**Problem to solve**
Reproduce all of the entries below, substituting "Located at" for "Found at" and keeping everything else the same. Omit the pictures.

[BEGIN Supplied material]

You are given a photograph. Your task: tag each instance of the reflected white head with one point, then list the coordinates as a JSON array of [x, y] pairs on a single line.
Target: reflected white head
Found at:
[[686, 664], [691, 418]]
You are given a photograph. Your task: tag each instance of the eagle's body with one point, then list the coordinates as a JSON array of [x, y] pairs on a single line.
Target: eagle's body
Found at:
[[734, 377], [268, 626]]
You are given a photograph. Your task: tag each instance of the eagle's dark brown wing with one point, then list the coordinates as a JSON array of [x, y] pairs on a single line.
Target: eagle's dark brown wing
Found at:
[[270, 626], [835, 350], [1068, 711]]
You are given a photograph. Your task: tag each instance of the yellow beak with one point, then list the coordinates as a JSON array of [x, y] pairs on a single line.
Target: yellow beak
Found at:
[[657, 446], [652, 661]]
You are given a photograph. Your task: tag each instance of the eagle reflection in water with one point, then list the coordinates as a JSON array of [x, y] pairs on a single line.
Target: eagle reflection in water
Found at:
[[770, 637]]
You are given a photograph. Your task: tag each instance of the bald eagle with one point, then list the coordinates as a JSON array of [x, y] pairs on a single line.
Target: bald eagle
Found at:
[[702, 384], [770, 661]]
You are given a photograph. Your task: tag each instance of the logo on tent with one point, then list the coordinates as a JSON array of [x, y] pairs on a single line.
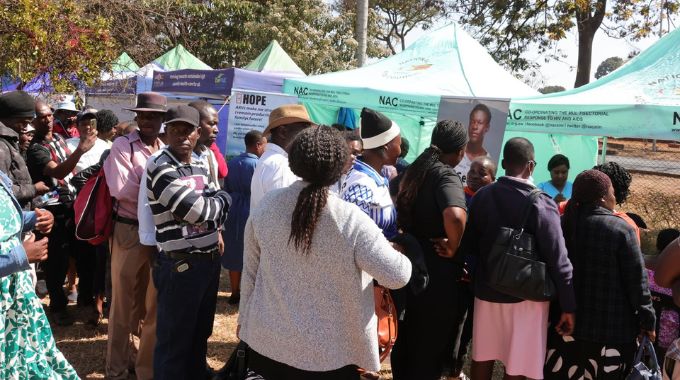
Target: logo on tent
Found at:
[[407, 68]]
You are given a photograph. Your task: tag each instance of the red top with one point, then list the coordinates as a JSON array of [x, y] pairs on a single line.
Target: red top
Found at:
[[222, 168]]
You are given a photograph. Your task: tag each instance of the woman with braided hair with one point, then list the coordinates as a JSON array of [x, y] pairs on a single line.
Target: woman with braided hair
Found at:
[[613, 301], [307, 309], [431, 207]]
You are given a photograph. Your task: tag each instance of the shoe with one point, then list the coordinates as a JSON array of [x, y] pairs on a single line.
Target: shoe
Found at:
[[234, 299], [73, 297], [96, 318], [41, 289], [63, 318]]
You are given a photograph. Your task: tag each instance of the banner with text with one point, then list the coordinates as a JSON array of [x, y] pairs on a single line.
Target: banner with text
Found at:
[[485, 119], [250, 110], [207, 82], [641, 120]]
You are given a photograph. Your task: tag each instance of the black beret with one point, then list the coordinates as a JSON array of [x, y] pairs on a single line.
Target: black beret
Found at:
[[17, 104]]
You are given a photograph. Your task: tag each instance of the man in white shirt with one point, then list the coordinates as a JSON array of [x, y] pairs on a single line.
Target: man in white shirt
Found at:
[[86, 119], [480, 123], [272, 170]]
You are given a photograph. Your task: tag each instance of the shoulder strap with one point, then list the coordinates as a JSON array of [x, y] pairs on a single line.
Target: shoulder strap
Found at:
[[531, 200]]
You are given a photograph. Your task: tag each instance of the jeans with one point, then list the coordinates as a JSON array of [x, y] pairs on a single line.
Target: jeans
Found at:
[[186, 311]]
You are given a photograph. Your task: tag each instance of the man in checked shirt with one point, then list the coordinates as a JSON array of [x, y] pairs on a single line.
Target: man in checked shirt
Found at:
[[187, 210]]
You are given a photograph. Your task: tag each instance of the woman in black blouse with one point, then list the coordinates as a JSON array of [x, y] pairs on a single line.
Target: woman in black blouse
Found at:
[[431, 207], [610, 283]]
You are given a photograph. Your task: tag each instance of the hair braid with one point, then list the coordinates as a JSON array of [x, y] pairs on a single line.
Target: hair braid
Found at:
[[317, 155], [448, 136], [620, 178]]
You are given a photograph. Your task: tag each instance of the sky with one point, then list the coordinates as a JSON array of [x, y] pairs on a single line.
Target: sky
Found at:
[[563, 73]]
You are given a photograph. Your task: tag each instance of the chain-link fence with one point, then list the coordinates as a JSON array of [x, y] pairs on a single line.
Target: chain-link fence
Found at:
[[655, 190]]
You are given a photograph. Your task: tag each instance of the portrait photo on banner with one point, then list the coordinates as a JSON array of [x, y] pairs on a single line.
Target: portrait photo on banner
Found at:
[[485, 119]]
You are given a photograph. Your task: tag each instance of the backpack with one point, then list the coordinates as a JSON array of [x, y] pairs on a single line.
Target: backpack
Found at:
[[93, 209]]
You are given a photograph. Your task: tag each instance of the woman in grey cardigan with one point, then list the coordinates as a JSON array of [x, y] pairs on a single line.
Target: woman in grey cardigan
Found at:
[[307, 309]]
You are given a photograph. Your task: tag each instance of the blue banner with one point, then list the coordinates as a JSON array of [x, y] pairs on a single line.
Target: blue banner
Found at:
[[209, 82]]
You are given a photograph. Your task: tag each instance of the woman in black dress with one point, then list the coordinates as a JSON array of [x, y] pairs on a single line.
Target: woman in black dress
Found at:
[[431, 207]]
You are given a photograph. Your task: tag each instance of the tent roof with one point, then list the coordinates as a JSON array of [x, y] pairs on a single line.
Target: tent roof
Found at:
[[638, 100], [179, 58], [274, 59], [649, 78], [124, 64], [447, 61]]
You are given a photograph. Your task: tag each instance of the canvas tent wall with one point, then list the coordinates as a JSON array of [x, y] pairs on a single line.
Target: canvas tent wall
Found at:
[[265, 74], [117, 88], [408, 86], [641, 99]]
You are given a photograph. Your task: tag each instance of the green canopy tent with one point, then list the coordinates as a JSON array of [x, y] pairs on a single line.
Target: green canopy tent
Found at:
[[641, 99], [274, 59], [124, 64], [179, 58], [408, 87]]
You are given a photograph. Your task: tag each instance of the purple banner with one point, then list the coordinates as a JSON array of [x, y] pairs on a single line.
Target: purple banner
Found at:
[[114, 86], [215, 82]]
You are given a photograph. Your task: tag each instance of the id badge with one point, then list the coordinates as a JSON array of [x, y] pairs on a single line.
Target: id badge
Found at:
[[182, 266]]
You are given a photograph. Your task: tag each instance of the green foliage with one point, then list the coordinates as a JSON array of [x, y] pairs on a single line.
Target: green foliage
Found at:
[[55, 37], [607, 66], [226, 33], [551, 89], [509, 28], [396, 18]]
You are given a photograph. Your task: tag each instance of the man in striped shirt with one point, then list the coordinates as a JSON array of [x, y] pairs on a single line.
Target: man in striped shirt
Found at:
[[187, 210]]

[END Supplied material]

**Response below**
You are given a photograph. Your task: tag each instance of the reflected white head with one point, then list the coordinates as a JSON array of [x, y] pairs on a single line.
Target: reflected white head
Located at:
[[686, 664], [691, 418]]
You are given a photograph. Your task: tag each instance of the eagle's body with one point, then list the coordinates as a JSON array of [x, y] pairs on a single line.
Target: eagle's body
Located at:
[[734, 377], [268, 626]]
You are given a photograph. Your task: tag each instance of the eagle's dark brown wing with one point, then list the coordinates as a JSON array of [x, y] pairs on a single line.
Target: eagle's dark brown wing
Located at:
[[270, 626], [835, 350], [1068, 711]]
You are given a photograph. Your task: tag each instance of the yellow beak with one point, then list the coordinates as a JSON array of [x, y] pairs on a single line.
Target: yellow beak
Located at:
[[657, 446], [652, 661]]
You are given a photograph. Your task: tag each instance of the eagle reflection in water with one point, then list the coordinates as a JSON array of [x, y] pairs on a single line.
Target: eagle reflection in water
Located at:
[[770, 637]]
You are given a photograph. Your task: tag each instance of the bald eagle with one point, then list the coordinates as a JSON array of [x, y] pairs on a single line.
Target: bald eagle
Located at:
[[702, 384], [770, 661]]
You are given a photograph. Your task: tag each instance of the logo on tent with one point, then list the coordinates as a JSON array of [x, y] pairs on a single line.
Target: logo on tent
Located at:
[[407, 68]]
You are given a photograph. Your task: tag each instance of the red top with one point, then list the coordinates as a JSON array of [x, y] pairs on a single line.
Target: red top
Located at:
[[222, 168]]
You are given a photograph. Your task: tag each instance of the woman with braided hair with one point, then list the coordinates as a JSON array of [x, y] pairs on a single line.
Target: woman with braided hair
Located at:
[[613, 301], [307, 309], [431, 207]]
You are given a photograph. Your task: tag each instance of the shoe with one point, then list the coordinates as a JSON array of [x, y] pairs on a single line.
Target: shoe
Located at:
[[234, 299], [73, 297], [96, 318], [41, 289], [63, 318]]
You are given a photograph. Your task: tag each instance of the banner with text with one point, then list the coordinates as a JSON array of [x, y] pairs on a single line.
Target: banner with text
Located at:
[[485, 119], [250, 110], [207, 82], [641, 120]]
You are given a photograph. Your task: tag each instance of the black beret with one point, then list the coordinates as a JSON array of [x, y] pairs on a single line.
Target: black beret
Located at:
[[17, 104]]
You are given a photograph. Your task: tag each instance of the man in white shirt with one point, then list the coordinates as a JSON array of [x, y] pairs on a single line.
Target: man in white shirt
Located at:
[[86, 119], [480, 123], [272, 170]]
You are given a photograph. Your task: tag each instance of the shoulder strap with one point, then list the coordinates as a JSON array of [x, y] pairs on a single line.
Target: shoulder strap
Located at:
[[531, 200]]
You are given a photograph. Your task: tag each instance of the jeans with one point, then list the coordinates as a JSON array of [x, y] pairs on a single line.
Target: jeans
Located at:
[[186, 311]]
You are given a photograph. Your task: tag each instance of the man in checked shirt with one point, then list the coordinates as a JSON array of [x, y] pairs on a single line.
Target: man in checked shirt
Located at:
[[187, 210]]
You are given a photograph. Your task: tag each instance of the woman in black blouse with one point, then list the coordinates as a JSON array of [x, y] pairs on a single line.
Target: woman in black blouse
Located at:
[[431, 207], [610, 283]]
You are given a photograph. Your task: tag each instance of the hair braid with one point, then list the coordinates as a JSON array of [x, y] pairs on a single line.
Target: hair braid
Located at:
[[317, 155], [448, 136], [620, 178]]
You are given a photograph. Your task: tag each instance of the sky with one point, then list the coordinates as a JSON array of [x, y] pairs on a single line.
Target: sky
Located at:
[[563, 73]]
You are given a photograph. Your task: tag each instance of the chain-link fence with one point, then list the coordinates as a JSON array of [x, y] pairs on a single line.
Target: chain-link fence
Located at:
[[655, 190]]
You are given a photograph. Your task: tag each instance of the portrait photo on banner with one point, then list the coordinates as a JSON array of [x, y] pairs on a single line.
Target: portrait photo on banner
Located at:
[[485, 119]]
You are given a photograph. Your task: tag each instance of the backpack with one point, then list the coordinates as a JSON array of [x, y] pairs on a single line.
Target: backpack
Located at:
[[93, 209]]
You are given a photograph. Your task: tag each instance of the woman in grey cardigan with one point, then list the coordinates as a JSON array of [x, y] pairs on a single line.
Target: woman in grey cardigan
Located at:
[[307, 309]]
You are given a photograph. Your task: tag each instance of the blue banner with one point, then list the coordinates as a JSON array of [x, y] pairs on a single line.
Target: blue banner
Located at:
[[209, 82]]
You are given a photograph. Your task: tag each instance of the woman in black dress with one point, then list the coordinates as a JSON array of [x, y] pairs on a single line.
Target: woman in black dress
Located at:
[[431, 207]]
You are given a photograph. Your task: tag each instance of the tent roof with one point, then list the coordinates as a JSON array of [x, y] pairs on a single line.
Target: tent roof
Located at:
[[638, 100], [179, 58], [274, 59], [649, 78], [124, 64], [447, 61]]
You are given a photograph. Your task: tag each instance of the canvas tent wall with one point, then list the coordinates as a JSON array of [x, y] pairs on a single line.
Target: canvas tent wall
Located at:
[[265, 74], [117, 88], [408, 86], [641, 99]]
You are given a photograph. Your task: tag each instance of the green canopy tent with one point, then list the coordinates as a JSON array of [x, y] pairs on a single line.
Target: green canopy tent
Located at:
[[641, 99], [274, 59], [124, 64], [179, 58], [408, 87]]
You are given a photograph. Your task: tag each instance of the purple banner with one point, then list the coordinates as a JSON array of [x, y] pairs on a single line.
Target: purple banner
Located at:
[[114, 86], [215, 82]]
You are given a photograph. Your task: tag each instance of the id badge with one point, then list the coordinates as a JSON array of [x, y] pairs on a single line.
Target: id badge
Located at:
[[182, 266]]
You are given a photograph. Your task: tag each instance of the green foliage with one point, then list the coordinates as a JSON array of [x, y] pairs on a single line.
Target: green foliage
Located at:
[[55, 37], [607, 66], [226, 33], [551, 89], [509, 28], [396, 18]]
You are given a photograph. Your task: tag each instance of the man in striped shirt with one point, then list the coordinates as a JSON array of [x, y] pairs on a single line.
Target: man in striped shirt
Located at:
[[187, 210]]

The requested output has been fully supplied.